Opis zadania ▸ Proszę wypisać poniższe dane w całości, wiersz po wierszu, bez żadnych zmian.

(Rekordy danych)

━━━

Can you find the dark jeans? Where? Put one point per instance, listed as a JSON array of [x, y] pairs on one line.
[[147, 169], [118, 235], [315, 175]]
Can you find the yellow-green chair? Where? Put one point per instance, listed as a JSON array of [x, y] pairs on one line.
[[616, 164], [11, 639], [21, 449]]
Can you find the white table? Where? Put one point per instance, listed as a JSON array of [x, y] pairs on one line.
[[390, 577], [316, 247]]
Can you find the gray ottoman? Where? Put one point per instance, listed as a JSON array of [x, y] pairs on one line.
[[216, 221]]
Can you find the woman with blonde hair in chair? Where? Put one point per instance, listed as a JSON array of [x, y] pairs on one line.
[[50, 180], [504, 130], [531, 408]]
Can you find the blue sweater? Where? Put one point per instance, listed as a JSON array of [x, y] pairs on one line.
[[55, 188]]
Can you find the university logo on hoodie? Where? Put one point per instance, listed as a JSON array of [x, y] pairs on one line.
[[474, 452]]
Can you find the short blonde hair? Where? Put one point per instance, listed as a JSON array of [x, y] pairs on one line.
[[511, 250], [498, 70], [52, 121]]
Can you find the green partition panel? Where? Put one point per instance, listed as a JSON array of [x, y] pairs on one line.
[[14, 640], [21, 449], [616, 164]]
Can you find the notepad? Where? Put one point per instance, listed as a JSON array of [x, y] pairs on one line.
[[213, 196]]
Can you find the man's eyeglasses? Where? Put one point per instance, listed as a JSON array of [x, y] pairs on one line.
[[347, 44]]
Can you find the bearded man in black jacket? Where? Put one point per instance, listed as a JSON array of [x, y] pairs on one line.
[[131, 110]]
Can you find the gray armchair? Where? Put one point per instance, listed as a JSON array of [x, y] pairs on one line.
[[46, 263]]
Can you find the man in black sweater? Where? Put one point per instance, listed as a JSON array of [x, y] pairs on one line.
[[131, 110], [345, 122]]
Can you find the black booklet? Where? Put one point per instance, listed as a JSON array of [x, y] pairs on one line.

━━━

Rozwiązanie zadania ▸
Can you find the dark jeans? Where? Put one point per instance, listed as a JSON array of [x, y] pairs on one line.
[[147, 169], [118, 235], [315, 175]]
Can you find the yellow-green chair? Where? Put one point per instance, listed as a JSON array of [x, y] pairs on one line.
[[616, 164], [11, 639], [21, 449]]
Can you find the white table? Where? Put one point per instance, listed as a JSON array of [x, y] pairs on one line.
[[390, 577], [316, 247]]
Can you find the gray ottoman? Where? Put one point per instance, listed as a JSON array of [x, y] pairs on one line.
[[216, 221]]
Can you find the woman with blonde hair in chair? Where? Put one point per instance, listed as a JSON array of [x, y] pairs on one line.
[[50, 180], [504, 130], [531, 408]]
Can you find the blue sweater? Where? Put one point per instance, listed as a JSON array of [x, y] pairs on one line.
[[55, 188]]
Can you find the university logo on hoodie? Where? Put one point per instance, listed as a JSON array of [x, y] pairs on one line.
[[474, 452]]
Can you find the short blonde hair? Where? Put one point per instance, listed as a JSON array of [x, y] pairs on one line.
[[511, 250], [498, 70], [52, 121]]
Can you find the green partition panel? Where? Put one point per instance, listed as a JSON array of [x, y] pairs on one line.
[[14, 640], [21, 449], [616, 164]]
Can you find the notepad? Where? Put one point per instance, listed as a JSON array of [x, y] pairs on one line.
[[213, 196]]
Can you find the man's eyeglasses? Where? Put one point per instance, listed as a JSON array of [x, y] pairs on one line.
[[347, 44]]
Can you find the bearded man in black jacket? Where? Put one point per instance, listed as a JSON array of [x, y] pairs on one line.
[[131, 110]]
Can you find the gray armchair? Where? Put one point per instance, listed as a JSON array of [x, y] pairs on one line.
[[46, 263]]
Can you find the man in black sweater? Where? Put one point per instance, listed as a JSON array of [x, y] pairs on one line.
[[131, 110], [345, 122]]
Can you find the black booklet? Where? Put one point per instance, listed as a JSON array of [x, y] pairs on one line.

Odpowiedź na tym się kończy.